▶ _WHAT IS BEING ASKED_: Drop every picture. Return the rest of the entries exactly.

++++ DATASET RECORDS ++++

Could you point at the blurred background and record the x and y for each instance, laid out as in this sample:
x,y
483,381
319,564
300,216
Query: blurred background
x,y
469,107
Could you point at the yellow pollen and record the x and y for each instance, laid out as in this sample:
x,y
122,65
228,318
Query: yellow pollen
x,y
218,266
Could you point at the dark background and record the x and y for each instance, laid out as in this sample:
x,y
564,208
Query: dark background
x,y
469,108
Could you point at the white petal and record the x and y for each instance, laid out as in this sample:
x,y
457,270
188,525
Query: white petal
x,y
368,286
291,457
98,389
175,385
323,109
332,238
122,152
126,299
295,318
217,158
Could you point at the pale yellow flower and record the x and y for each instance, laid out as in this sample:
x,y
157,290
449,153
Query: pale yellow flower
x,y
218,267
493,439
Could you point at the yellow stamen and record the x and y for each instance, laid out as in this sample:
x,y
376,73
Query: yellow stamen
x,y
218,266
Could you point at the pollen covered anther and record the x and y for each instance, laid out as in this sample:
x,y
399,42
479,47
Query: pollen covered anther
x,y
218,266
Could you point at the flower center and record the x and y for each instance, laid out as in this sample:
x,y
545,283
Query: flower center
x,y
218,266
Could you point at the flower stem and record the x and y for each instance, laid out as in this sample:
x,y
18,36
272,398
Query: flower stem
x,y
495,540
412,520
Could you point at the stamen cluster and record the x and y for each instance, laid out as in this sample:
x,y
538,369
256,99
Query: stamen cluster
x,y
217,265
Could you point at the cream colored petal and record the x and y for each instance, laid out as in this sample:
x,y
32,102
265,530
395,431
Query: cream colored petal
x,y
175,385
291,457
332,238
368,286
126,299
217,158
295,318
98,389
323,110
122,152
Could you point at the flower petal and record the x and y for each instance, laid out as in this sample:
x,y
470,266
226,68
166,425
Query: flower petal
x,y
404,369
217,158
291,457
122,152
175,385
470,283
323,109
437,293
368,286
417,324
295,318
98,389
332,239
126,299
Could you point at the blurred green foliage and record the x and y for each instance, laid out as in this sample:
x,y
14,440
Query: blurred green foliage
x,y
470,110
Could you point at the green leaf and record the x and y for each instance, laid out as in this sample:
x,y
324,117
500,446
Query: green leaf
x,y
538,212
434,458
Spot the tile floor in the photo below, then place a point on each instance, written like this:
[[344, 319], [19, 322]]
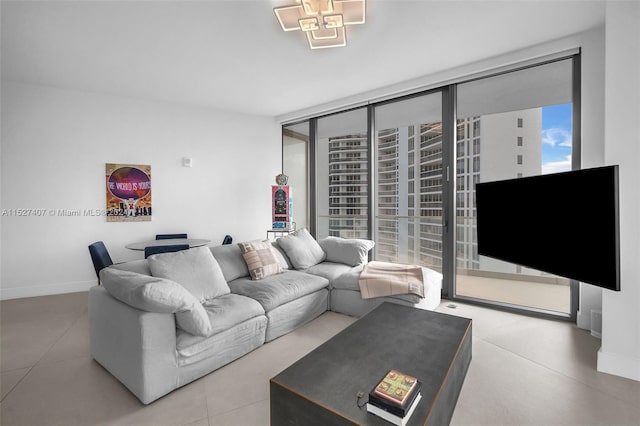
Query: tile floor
[[525, 371]]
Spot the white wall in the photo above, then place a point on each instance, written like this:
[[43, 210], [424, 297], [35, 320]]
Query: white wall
[[55, 144], [620, 351], [592, 147]]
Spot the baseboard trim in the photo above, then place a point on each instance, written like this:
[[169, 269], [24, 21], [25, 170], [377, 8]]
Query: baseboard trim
[[45, 290], [619, 365]]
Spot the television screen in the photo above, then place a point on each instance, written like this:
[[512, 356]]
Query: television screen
[[562, 223]]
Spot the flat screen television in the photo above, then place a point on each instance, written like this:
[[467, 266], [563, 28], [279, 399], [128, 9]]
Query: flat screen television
[[565, 223]]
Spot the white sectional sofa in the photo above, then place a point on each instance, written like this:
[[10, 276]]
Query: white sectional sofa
[[160, 323]]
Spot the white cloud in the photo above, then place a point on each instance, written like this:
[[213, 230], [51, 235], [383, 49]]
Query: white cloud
[[556, 136], [557, 166]]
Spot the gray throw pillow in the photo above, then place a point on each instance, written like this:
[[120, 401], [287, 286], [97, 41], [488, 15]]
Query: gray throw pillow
[[352, 252], [153, 294], [302, 249], [260, 258], [195, 269]]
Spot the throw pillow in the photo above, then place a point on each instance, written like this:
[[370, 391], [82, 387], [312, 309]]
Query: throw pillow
[[302, 249], [260, 259], [350, 252], [153, 294], [195, 269]]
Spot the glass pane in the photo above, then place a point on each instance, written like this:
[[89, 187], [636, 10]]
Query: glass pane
[[342, 175], [408, 149], [514, 125], [295, 164]]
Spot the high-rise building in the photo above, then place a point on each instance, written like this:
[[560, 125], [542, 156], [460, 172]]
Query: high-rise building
[[409, 182]]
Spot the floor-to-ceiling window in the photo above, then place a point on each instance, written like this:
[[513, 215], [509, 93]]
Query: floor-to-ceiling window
[[295, 164], [342, 175], [511, 125], [408, 181]]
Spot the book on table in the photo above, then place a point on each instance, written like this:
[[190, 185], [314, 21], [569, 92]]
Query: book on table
[[395, 393], [392, 418]]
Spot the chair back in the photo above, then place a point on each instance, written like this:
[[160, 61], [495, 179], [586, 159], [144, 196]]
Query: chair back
[[148, 251], [99, 256], [170, 236]]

++++

▶ _RESPONSE AREA_:
Could you point at the blurred background and record the x and y for each instance, laid out as in this sample:
x,y
483,381
319,564
300,216
Query: blurred background
x,y
469,107
Could you point at the yellow pollen and record the x and y for each instance, laid out as in this sample:
x,y
122,65
228,318
Query: yellow pollen
x,y
218,266
Could you point at the dark background and record the x and y for each instance, laid out as in this sample:
x,y
564,208
Query: dark background
x,y
469,108
Could you point at the white petal and record the x and y for each instance, laid out as in this sample:
x,y
457,270
188,525
Query: white petal
x,y
368,286
291,457
98,389
175,385
323,109
332,238
122,152
126,299
295,318
217,158
Could you point at the pale yellow flower and record the x and y for each instance, laid out as in this sample:
x,y
157,290
449,153
Query: pale yellow flower
x,y
218,267
493,439
Could you point at the yellow stamen and record the x and y for each instance, laid out as in this sample:
x,y
376,73
Query: yellow stamen
x,y
218,266
Could you point at the pollen covered anther and record the x and y for each instance, laid out as in this sample:
x,y
399,42
479,47
Query: pollen covered anther
x,y
218,266
Could you point at the flower center and record the x and y for each instance, laid out as in this sample:
x,y
545,283
Query: flower center
x,y
218,266
Could you point at the flower stem and record the x and y for each instance, laid out as in this sample:
x,y
18,36
272,398
Query: flower stem
x,y
495,540
412,520
Could you point at the stamen cluster and record the x and y for each instance, laid out as in this sample:
x,y
538,369
256,99
Query: stamen cluster
x,y
217,265
Could you point at the cream colored petal and record the x and y for each instance, laid out as in this sample:
x,y
32,102
265,530
395,431
Query: cream colored petal
x,y
175,385
291,457
332,238
368,286
126,299
217,158
295,318
98,389
323,110
122,152
Could you point at the flower petal and record the x and y for each instance, laid out as in this sample:
x,y
470,266
226,68
166,425
Query: flower petal
x,y
404,369
217,158
291,457
122,152
175,385
470,283
323,109
437,293
368,286
417,324
295,318
98,389
332,239
126,299
Could you point at the blurred green foliage and record the x and y for each instance, laid out as in this sample:
x,y
14,440
Query: blurred green foliage
x,y
470,110
Could you point at the green leaf and record the x and y for each instance, laid out as in this sample:
x,y
324,117
500,446
Query: green leaf
x,y
538,212
434,458
Spot the tile floor in the photo below, then place a point on each instance, written like this:
[[344, 319], [19, 322]]
Query: tile floor
[[525, 371]]
Spot the white wall in the photo above, then place a point on each instance, written like this:
[[43, 210], [424, 297], [35, 320]]
Query: white wall
[[55, 144], [620, 351], [592, 147]]
Spot the baseboard trim in the photo above, then place a point on each instance, written like this:
[[169, 269], [24, 21], [25, 170], [377, 8]]
Query: baseboard trim
[[45, 290], [619, 365]]
Spot the television screen in the photo above, then place a point on each instance, written like this:
[[512, 356]]
Query: television screen
[[562, 223]]
Spot the flat screen television in the photo above, then place a point on each instance, written like this:
[[467, 266], [563, 28], [279, 399], [128, 9]]
Query: flat screen television
[[565, 223]]
Spot the white sectional sofa in the photo above, then place a point on each instance, written like this:
[[10, 276]]
Query: white sectional sofa
[[160, 323]]
Spot the white cloud in the photo above, then place a point on each instance, written like this:
[[213, 230], [51, 235], [383, 49]]
Query: white cloud
[[556, 136], [557, 166]]
Spot the gray throw pillow in the photo above, then place a point on each instance, written like this:
[[120, 401], [287, 286], [97, 41], [488, 15]]
Query: gray throw pillow
[[352, 252], [153, 294], [302, 249], [260, 258], [195, 269]]
Spot the throw pillow in the photo above, then place a point on each instance, written like this:
[[370, 391], [82, 387], [312, 309]]
Query: throw pillow
[[302, 249], [260, 259], [350, 252], [153, 294], [195, 269]]
Spot the glass pane in the photo above, then place a point on each instance, written like this:
[[89, 187], [636, 10]]
Query: glass pane
[[342, 175], [408, 149], [514, 125], [295, 164]]
Spot the high-rise building in the photo above, then place a point on each instance, written like this:
[[560, 125], [542, 156], [460, 172]]
Query: high-rise building
[[409, 182]]
Spot the floor-to-ceiling window in the photo above, then place a point on each instance, written like this:
[[513, 215], [509, 93]]
Query: floor-to-ceiling window
[[295, 164], [342, 175], [511, 125], [408, 181]]
Spot the book on table in the photo above, then place a point on each instance, written like this:
[[190, 185], [314, 21], [569, 92]]
Query: book on table
[[395, 393], [392, 418]]
Spot the chair back in the photo above, then place a point on each instance, written like this:
[[160, 61], [495, 179], [586, 159], [144, 196]]
Query: chair back
[[148, 251], [99, 256], [170, 236]]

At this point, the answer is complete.